[RECORDS PROVIDED — start]
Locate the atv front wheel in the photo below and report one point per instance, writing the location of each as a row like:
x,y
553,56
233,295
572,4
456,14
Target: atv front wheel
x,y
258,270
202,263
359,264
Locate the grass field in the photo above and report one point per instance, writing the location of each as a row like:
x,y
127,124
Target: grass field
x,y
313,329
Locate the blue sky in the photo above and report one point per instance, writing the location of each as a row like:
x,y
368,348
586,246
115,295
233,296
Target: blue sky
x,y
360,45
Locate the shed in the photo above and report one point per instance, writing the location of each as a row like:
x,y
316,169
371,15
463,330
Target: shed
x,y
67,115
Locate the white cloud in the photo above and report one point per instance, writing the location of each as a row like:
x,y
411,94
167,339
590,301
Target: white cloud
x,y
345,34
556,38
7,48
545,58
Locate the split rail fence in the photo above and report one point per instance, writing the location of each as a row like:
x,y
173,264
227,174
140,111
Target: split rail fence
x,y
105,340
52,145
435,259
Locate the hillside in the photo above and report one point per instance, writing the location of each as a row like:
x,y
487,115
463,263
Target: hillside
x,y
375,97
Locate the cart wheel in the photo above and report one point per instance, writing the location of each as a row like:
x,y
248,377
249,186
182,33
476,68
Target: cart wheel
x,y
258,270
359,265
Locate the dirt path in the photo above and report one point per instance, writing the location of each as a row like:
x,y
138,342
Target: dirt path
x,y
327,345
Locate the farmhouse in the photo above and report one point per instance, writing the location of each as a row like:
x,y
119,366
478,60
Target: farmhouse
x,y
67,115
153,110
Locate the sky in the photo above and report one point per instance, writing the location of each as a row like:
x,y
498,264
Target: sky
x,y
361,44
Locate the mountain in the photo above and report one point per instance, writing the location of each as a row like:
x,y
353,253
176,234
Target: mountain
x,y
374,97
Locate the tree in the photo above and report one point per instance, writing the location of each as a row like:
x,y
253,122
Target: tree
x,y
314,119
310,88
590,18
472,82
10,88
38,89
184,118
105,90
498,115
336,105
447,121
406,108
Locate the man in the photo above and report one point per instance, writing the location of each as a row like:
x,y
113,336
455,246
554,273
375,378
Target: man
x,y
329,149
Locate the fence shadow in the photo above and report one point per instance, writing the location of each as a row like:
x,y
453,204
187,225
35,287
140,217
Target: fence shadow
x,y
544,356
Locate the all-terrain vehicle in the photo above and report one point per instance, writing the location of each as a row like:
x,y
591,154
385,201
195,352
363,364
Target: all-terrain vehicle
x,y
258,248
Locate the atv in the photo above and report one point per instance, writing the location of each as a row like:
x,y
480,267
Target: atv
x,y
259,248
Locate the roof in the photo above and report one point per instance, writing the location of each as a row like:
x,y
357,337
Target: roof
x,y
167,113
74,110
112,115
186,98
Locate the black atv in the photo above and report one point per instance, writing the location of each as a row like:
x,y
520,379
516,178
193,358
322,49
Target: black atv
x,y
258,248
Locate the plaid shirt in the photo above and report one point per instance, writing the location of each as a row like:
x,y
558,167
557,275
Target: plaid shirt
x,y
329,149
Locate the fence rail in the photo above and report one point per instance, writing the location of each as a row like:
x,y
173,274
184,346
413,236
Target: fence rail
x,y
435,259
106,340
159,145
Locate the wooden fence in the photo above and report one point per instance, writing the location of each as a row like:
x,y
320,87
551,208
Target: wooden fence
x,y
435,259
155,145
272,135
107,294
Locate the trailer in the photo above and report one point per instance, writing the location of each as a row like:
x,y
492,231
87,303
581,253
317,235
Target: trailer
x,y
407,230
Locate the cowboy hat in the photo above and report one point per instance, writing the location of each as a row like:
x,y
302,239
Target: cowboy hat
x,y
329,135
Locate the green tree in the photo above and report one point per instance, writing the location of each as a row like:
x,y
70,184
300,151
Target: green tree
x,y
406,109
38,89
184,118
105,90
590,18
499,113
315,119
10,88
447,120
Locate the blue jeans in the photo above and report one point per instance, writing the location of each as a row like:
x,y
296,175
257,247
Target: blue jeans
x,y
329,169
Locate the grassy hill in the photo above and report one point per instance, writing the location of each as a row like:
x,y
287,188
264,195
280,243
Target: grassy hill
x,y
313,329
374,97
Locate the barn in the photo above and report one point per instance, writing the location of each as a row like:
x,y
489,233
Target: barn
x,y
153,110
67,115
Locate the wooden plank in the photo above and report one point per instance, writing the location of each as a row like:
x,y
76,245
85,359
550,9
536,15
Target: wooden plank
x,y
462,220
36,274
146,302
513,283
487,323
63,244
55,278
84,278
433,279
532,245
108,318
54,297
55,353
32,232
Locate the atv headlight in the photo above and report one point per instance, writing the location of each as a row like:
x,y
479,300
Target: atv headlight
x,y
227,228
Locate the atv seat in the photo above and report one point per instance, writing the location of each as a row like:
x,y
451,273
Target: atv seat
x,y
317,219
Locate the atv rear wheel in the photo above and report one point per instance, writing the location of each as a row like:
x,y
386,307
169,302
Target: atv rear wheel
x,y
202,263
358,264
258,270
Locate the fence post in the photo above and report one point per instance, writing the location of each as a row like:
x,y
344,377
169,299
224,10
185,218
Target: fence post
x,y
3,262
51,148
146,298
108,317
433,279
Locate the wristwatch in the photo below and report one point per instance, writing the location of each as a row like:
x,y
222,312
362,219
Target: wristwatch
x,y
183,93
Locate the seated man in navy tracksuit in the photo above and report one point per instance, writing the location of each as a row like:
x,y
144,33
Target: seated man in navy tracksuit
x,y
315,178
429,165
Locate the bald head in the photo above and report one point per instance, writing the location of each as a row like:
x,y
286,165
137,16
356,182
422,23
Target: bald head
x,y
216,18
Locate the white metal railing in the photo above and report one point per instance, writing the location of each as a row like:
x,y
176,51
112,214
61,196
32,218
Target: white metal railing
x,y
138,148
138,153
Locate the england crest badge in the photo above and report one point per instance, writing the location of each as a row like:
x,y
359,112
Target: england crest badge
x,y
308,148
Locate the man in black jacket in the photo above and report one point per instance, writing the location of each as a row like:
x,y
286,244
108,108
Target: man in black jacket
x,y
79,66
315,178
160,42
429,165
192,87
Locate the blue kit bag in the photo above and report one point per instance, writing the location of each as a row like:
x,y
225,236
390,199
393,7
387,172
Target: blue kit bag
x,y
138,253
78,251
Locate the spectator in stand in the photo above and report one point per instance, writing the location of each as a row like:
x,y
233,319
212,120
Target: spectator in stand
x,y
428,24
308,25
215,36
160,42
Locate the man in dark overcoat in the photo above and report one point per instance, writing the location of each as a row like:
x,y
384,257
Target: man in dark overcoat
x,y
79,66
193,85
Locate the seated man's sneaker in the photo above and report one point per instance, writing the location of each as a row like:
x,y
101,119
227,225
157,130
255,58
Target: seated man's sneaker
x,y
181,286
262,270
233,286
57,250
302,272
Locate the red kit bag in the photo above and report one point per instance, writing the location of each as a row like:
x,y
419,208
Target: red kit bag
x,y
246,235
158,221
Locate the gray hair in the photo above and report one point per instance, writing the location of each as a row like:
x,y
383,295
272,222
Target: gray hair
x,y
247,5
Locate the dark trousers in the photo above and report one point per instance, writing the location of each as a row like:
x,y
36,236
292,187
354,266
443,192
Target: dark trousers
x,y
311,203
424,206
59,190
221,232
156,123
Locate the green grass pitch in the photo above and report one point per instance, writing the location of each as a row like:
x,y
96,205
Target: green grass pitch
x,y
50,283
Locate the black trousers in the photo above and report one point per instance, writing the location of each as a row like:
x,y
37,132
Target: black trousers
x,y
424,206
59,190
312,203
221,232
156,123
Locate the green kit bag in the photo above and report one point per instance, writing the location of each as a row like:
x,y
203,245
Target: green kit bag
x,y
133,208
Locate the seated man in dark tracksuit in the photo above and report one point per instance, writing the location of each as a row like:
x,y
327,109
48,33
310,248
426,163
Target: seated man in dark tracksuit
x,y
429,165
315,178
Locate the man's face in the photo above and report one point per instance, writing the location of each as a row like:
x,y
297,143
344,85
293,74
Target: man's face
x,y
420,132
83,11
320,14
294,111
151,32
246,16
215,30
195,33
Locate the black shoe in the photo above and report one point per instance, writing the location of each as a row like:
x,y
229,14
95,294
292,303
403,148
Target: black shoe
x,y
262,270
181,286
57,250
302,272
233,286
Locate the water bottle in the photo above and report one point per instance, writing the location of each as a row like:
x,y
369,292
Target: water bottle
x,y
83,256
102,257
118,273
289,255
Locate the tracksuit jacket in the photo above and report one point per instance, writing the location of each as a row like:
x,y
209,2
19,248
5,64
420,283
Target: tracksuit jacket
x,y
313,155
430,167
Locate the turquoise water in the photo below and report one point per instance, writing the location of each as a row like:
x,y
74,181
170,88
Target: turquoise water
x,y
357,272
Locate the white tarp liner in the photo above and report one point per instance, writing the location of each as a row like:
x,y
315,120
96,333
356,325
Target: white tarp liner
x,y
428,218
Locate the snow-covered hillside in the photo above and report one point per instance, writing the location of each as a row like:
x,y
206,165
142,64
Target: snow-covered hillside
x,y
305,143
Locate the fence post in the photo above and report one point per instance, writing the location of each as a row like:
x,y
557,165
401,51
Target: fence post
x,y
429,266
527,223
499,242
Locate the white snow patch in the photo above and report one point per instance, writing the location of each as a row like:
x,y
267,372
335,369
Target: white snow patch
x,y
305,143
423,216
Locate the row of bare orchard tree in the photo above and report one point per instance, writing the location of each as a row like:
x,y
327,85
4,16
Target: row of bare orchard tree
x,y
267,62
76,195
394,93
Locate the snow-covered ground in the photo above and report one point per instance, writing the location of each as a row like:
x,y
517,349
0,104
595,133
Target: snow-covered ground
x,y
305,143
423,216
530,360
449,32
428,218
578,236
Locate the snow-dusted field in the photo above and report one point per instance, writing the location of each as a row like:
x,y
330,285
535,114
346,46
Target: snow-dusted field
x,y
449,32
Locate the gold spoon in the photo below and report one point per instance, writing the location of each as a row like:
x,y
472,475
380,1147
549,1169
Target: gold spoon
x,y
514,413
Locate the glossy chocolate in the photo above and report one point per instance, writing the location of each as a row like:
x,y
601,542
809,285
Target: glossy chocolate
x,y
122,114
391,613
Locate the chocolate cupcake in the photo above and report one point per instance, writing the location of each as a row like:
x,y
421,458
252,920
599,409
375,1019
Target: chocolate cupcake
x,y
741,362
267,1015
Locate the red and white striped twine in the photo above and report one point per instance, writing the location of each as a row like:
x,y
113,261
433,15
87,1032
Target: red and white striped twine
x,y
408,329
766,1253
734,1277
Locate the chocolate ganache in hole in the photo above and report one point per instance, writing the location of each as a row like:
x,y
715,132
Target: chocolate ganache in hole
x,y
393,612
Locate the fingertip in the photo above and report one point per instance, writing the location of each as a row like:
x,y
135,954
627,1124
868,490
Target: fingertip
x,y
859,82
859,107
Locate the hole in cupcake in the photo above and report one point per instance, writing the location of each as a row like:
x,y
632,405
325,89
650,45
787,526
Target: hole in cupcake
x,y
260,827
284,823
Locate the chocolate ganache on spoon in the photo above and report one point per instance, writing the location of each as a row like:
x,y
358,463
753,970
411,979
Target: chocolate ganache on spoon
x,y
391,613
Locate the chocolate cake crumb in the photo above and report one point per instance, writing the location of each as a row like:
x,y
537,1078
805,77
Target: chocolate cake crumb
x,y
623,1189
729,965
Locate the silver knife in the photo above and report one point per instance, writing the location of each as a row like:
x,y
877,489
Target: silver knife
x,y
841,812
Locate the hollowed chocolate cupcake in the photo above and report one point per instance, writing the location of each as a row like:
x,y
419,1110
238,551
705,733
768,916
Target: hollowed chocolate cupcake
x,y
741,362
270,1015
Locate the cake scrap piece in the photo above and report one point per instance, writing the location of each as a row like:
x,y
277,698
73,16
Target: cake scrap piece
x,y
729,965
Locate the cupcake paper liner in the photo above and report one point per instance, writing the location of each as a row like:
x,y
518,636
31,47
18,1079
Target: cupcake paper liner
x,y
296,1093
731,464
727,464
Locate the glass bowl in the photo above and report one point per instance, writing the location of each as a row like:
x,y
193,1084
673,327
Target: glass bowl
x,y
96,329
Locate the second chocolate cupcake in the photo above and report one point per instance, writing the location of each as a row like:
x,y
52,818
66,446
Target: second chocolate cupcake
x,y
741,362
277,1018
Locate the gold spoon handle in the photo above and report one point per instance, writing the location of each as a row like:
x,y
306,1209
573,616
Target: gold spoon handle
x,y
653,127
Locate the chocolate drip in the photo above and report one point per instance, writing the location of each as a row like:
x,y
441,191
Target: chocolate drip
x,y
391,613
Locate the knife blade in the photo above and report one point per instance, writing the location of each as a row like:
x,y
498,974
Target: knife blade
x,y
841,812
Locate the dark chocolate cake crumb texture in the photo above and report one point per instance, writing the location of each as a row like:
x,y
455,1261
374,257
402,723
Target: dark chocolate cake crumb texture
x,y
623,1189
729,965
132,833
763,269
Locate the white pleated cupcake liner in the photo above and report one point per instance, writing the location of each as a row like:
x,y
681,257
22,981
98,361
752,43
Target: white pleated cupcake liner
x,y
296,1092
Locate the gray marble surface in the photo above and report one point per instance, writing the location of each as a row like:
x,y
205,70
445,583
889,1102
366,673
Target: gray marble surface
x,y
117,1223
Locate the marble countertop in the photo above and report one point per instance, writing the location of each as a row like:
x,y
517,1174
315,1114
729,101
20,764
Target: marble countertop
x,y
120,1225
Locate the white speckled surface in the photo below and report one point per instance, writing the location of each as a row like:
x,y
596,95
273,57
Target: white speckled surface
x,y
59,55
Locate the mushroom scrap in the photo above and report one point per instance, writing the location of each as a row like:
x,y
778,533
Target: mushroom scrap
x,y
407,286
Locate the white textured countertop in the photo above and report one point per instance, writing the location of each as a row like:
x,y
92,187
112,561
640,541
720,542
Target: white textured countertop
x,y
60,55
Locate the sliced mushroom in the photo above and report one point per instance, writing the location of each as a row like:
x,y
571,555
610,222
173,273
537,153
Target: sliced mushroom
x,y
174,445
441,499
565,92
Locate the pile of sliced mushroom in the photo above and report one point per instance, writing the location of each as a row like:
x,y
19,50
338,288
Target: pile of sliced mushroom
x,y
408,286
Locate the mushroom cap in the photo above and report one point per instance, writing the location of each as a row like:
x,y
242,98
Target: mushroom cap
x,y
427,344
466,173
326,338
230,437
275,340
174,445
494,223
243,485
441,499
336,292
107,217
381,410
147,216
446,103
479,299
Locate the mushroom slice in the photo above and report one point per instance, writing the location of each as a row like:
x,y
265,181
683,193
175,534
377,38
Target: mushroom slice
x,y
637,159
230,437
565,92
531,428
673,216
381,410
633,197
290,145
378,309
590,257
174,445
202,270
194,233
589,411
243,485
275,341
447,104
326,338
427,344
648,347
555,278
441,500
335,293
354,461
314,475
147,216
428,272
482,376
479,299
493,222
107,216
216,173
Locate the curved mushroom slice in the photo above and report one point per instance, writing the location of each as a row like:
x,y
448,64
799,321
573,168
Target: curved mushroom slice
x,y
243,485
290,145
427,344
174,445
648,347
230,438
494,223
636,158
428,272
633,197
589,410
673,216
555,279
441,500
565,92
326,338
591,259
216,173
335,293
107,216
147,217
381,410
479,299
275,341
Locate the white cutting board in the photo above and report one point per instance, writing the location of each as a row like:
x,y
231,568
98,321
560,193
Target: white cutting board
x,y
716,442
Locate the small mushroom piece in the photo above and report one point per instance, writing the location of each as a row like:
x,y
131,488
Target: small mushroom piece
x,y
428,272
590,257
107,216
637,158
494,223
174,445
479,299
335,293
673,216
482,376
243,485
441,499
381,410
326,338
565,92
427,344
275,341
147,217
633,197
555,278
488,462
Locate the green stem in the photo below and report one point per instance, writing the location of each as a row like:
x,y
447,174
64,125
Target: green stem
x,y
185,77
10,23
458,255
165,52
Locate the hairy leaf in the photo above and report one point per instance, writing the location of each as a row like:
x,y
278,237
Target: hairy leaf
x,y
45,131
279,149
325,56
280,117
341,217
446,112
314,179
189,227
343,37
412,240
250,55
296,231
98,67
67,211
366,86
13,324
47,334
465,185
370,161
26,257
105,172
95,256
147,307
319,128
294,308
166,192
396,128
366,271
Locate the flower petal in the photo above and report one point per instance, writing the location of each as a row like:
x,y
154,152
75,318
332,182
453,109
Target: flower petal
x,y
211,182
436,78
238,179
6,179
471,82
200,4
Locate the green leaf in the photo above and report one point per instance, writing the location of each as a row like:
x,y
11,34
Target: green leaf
[RECORDS PROVIDED — finish]
### YOUR OBJECTIVE
Go through the records line by line, and copy each line that holds the string "below".

### FINISHED TASK
Locate the atv front wheel in the photo below and report one point per instance, writing the location of each as a row like:
Locate the wristwatch in the photo below and report one point per instance, writing the location of each as a row like:
Locate the turquoise water in the photo below and report one point per instance, writing the location of each as a row like:
Locate the gold spoon in the photo below and report one point per instance, writing the location of each as a row like:
Locate the white speckled surface in the photo below and report one point per instance, writing the location of each as a row like:
Locate the green stem in the photo below and report one point per instance, writing the location of each as a row like:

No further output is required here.